- **Work task**
Each record should appear again in the response exactly as it does in the original.

Material provided Block Start

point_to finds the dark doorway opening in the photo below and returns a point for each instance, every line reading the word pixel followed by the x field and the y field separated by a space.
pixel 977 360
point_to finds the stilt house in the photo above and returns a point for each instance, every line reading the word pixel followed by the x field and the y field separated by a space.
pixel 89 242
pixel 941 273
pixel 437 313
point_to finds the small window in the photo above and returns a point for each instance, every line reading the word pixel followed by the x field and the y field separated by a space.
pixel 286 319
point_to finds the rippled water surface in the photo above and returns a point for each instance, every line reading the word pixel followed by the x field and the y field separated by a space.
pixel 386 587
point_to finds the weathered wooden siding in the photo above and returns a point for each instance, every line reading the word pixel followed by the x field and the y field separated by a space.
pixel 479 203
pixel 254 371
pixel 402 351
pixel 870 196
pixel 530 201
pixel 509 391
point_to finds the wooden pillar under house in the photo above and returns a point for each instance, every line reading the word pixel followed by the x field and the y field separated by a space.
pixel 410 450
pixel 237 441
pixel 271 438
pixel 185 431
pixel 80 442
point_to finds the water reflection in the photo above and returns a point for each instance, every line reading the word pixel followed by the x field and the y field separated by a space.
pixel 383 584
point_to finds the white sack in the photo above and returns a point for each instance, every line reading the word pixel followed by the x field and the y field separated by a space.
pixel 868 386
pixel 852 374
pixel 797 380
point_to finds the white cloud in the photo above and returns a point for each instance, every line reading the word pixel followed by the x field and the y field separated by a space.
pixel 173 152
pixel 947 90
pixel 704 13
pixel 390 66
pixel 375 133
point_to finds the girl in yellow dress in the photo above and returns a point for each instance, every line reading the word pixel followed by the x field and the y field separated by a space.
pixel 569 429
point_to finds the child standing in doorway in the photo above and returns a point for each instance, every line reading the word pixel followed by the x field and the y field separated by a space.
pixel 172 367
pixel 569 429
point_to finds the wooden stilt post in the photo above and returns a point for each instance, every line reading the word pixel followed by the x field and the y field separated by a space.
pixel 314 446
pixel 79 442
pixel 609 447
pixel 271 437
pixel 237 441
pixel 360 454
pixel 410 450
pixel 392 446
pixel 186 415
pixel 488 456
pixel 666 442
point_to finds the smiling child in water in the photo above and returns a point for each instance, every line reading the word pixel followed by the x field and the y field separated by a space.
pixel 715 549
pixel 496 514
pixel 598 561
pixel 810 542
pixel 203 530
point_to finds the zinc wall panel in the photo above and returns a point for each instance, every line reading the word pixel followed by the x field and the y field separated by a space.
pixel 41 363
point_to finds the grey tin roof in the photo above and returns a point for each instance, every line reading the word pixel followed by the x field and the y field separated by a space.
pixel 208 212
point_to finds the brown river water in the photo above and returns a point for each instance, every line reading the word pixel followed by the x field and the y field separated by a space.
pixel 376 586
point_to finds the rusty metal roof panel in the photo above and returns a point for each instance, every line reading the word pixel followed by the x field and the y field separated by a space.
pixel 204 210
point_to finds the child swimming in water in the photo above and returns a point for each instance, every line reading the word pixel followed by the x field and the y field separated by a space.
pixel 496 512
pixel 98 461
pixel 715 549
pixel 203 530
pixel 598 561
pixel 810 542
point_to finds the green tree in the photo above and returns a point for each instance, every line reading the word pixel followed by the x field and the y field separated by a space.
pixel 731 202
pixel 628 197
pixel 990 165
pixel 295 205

Material provided Block End

- **Finished task**
point_to finds the dark doorway opening in the photo below and returns a point for each instance, every line reading the word pixel followed by the x field and the y field separated by a space.
pixel 977 360
point_to finds the stilt house in the photo above and returns a point for each instance, every line reading the word pixel followed by the x field and the y field separated by a space.
pixel 89 242
pixel 941 273
pixel 437 313
point_to finds the small window in the photo above and returns a point for each instance, every line reading the word pixel followed by the x field and the y field separated by a space.
pixel 286 319
point_to finds the rippled water surface in the photo above and returns a point for each instance, every line reading the word pixel followed by the x field and the y field separated by a space.
pixel 386 587
point_to finds the weathered wooden siding in the photo above and returns a point for each instance, every line reading the word pixel followed by the x field and the y field separated by a space.
pixel 479 203
pixel 254 371
pixel 402 351
pixel 870 196
pixel 530 201
pixel 509 391
point_to finds the wooden pillar under house in the photo above and returns a point for each instance, every line reading the word pixel followed by the x field and the y field separated by a space.
pixel 410 450
pixel 237 441
pixel 271 438
pixel 185 431
pixel 80 442
point_to finds the water reflection in the photo above and returns a point for each instance, every line reading the word pixel followed by the x field and the y field separated by a space.
pixel 383 584
point_to finds the white sack in the photo above and returns a point for each instance, every line reading the word pixel followed by the x field and the y field separated by a space.
pixel 868 386
pixel 852 374
pixel 797 380
point_to finds the white cloud in the photo above and returns a point for each instance, every line reading the word pixel followed by the x field and the y field separated by a space.
pixel 173 152
pixel 947 90
pixel 704 13
pixel 390 66
pixel 375 133
point_to finds the girl in yellow dress in the photo above and returns a point for each instance, every line reading the word pixel followed by the x field and the y field separated by a space.
pixel 569 429
point_to finds the child standing in doorway in the photo above and returns a point for each instance, every line reading the word pixel followed by the x field and the y field separated by a space.
pixel 172 367
pixel 569 429
point_to finds the wooden stilt post in the photo above and returns a point for each instance, every line reading the word pixel followed by the x field and the y field separated by a space.
pixel 314 446
pixel 79 442
pixel 609 447
pixel 271 437
pixel 237 441
pixel 360 454
pixel 410 450
pixel 392 446
pixel 186 415
pixel 488 456
pixel 666 442
point_to finds the smiling child in water in the photo above and returns a point for each instance, every line reading the word pixel followed by the x field and the y field separated by a space.
pixel 715 549
pixel 496 514
pixel 598 561
pixel 810 542
pixel 203 530
point_to finds the zinc wall panel in the photo above and returns a point for each instance, every line reading the word pixel followed by the x field and the y field separated by a space.
pixel 41 363
point_to finds the grey tin roof in the photo above and returns a point for each instance, every line reading the word pixel followed by the x field and the y field separated by a space.
pixel 208 212
point_to finds the brown river water in the photo above and returns a point for each instance, every line reading the word pixel followed by the x field and the y field separated by a space.
pixel 376 586
point_to finds the rusty metal roof panel in the photo above and returns a point for each instance, every line reading the word pixel followed by the x field and the y field separated by a space.
pixel 204 210
point_to finds the child swimming in water in the photo above and returns a point for each instance, every line reading the word pixel followed by the x field and the y field separated by a space.
pixel 496 512
pixel 98 461
pixel 715 549
pixel 203 530
pixel 598 561
pixel 810 542
point_to finds the green tree in the photo above and returns a point for each instance, every line reading the word pixel followed by the x field and the y field separated by a space.
pixel 731 202
pixel 628 197
pixel 990 165
pixel 295 205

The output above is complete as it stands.